Noida International Airport was originally proposed in 2001 as the greenfield Taj International Aviation Hub by then Uttar Pradesh Chief Minister Rajnath Singh. The project subsequently saw repeated delays, changes in location and political reversals. Initially planned near Greater Noida, it was held up partly because of its proximity to Delhi's IGI Airport and the right of first refusal attached to Delhi airport's concession. The project was briefly considered for Agra under the Samajwadi Party-led government, but was eventually revived and moved back to Jewar in 2014.

===Summary of phases===
The Yamuna Expressway Industrial Development Authority's (YEIDA) currently published table describes the airport's long-term build-out as:
- Phase I: 12 MPPA (million passengers per annum), ₹4,588 crore cost, FY23-FY27 operation period.
- Phase II: 30 MPPA, ₹5,983 crore cost, FY31-FY32 operation period.
- Phase III: 50 MPPA, ₹8,415 crore cost, FY36-FY37 operation period.
- Phase IV: 70 MPPA, ₹10,575 crore cost, FY40-FY50 operation period.
- Total: ₹29,561 crore.

===Phase 1===
The Union Government approved the airport project in June 2017 and the Ministry of Civil Aviation gave in-principle approval to the Uttar Pradesh government to build the airport in May 2018.

The airport is being developed under a public–private partnership model. Zurich Airport International, a subsidiary of Flughafen Zürich AG, won the bid to develop and operate the airport in November 2019, and the concession agreement was signed on 7 October 2020 for a 40 year period. It is being implemented on a DBFOT (design, build, finance, operate and transfer) basis, with the concession running from 2021 to 2061.

The foundation stone of the airport was laid on 25 November 2021. In June 2022, Tata Projects was awarded the civil construction contract for the first phase.

In September 2023, the International Air Transport Association assigned the airport the IATA code DXN. In November 2023, the airport signed a memorandum of understanding with IndiGo to become its launch carrier, and in January 2024 it entered a strategic collaboration with Akasa Air.

In October 2024, the airport completed calibration of its instrument landing system and precision approach path indicator, and in December 2024 an IndiGo validation flight tested its approach procedures, navigational aids and air traffic control systems.

Originally slated for opening in 2022, delays repeatedly pushed back the start of commercial operations. On 6 March 2026, the airport received its aerodrome licence by the Directorate General of Civil Aviation. Phase I was inaugurated on 28 March 2026. Scheduled commercial flights were initially expected to begin in mid-April to May 2026, following the inauguration. The airport commenced flight operations on 15 June 2026, with an IndiGo flight landing from Lucknow.

===Later phases===
Noida International Airport is described as a four-phase project with an initial capacity of 12 million passengers annually in Phase I with scalability to 70 million passengers annually with its full development. The YEIDA's project page however describes a broader long-term concept, including a six-runway end state.

Phase I covers the initial single-runway layout while Phase II builds on this with expanded terminal, apron, cargo and support facilities. Phase III will introduce a second 4,150 m runway, Terminal 2 and a Ground Transportation Centre. Phase IV is projected to handle 489,700 aircraft movements a year with 186 apron stands.

DATA EXTRACT:
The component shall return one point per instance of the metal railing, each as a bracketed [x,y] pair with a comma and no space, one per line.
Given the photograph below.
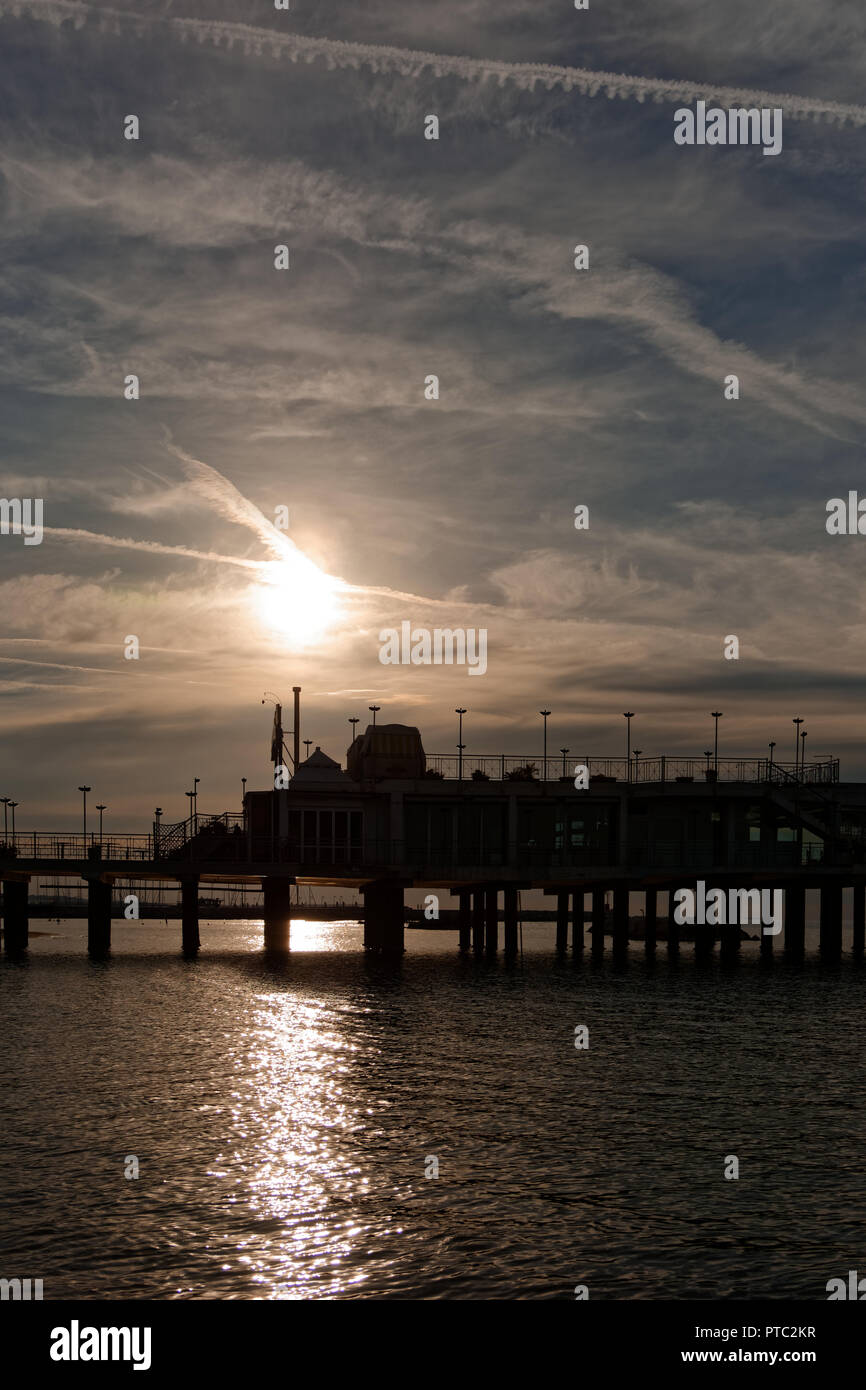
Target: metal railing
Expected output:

YOUR GOAL: Transcribe the passage of the Noida International Airport text from "The airport is" to "with Akasa Air.".

REPLY TO THE EXERCISE:
The airport is being developed under a public–private partnership model. Zurich Airport International, a subsidiary of Flughafen Zürich AG, won the bid to develop and operate the airport in November 2019, and the concession agreement was signed on 7 October 2020 for a 40 year period. It is being implemented on a DBFOT (design, build, finance, operate and transfer) basis, with the concession running from 2021 to 2061.

The foundation stone of the airport was laid on 25 November 2021. In June 2022, Tata Projects was awarded the civil construction contract for the first phase.

In September 2023, the International Air Transport Association assigned the airport the IATA code DXN. In November 2023, the airport signed a memorandum of understanding with IndiGo to become its launch carrier, and in January 2024 it entered a strategic collaboration with Akasa Air.